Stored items
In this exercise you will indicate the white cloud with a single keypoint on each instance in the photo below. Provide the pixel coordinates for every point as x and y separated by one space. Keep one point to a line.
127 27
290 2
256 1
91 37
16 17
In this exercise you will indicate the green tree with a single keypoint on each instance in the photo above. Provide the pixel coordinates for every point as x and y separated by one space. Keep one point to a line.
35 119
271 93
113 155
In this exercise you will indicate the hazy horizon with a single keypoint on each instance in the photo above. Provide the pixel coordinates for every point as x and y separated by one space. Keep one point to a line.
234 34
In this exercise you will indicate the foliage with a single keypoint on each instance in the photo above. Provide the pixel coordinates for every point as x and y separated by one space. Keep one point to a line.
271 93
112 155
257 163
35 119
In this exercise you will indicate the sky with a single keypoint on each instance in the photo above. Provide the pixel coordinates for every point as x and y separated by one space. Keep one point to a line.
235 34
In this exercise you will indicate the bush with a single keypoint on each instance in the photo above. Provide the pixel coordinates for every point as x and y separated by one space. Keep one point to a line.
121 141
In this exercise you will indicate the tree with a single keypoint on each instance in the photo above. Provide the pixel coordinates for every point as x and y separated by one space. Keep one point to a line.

### EXERCISE DETAILS
Could you write out the records again, beginning at the line that contains "In this exercise you will indicate the hazy" and continuing through the end, substituting "marker" for each "keypoint" and leaving everything else unchanged?

### OUTPUT FOR THIS EXERCISE
In this exercise you will indicate the hazy horizon with a single marker on each instance in the photo above. Provide the pixel coordinates for every point as x and y separated by one space. Keep one point to a line.
234 34
In this exercise you will indicate the foliage with a single marker on each instance in the photo above. Provide the pixel coordinates for every point as x and y separated by one space. Keep one point to a line.
271 93
112 155
257 163
35 119
In this exercise you will indicate the sky with a single marker on each instance in the photo above. Provide the pixel coordinates for every point as x and y separated by one space. Keep one point to a line.
235 34
In this exercise you will indicate the bush with a single marker on each instance in the photo above. Provide the pixel coordinates for every point as x and y separated by one space. Keep one point to a line.
121 141
In this exercise you will indicate the tree with a single marker on each instance in the photo above. Provide the pixel coordinates for every point as x and y separated by one space. Keep one point to a line.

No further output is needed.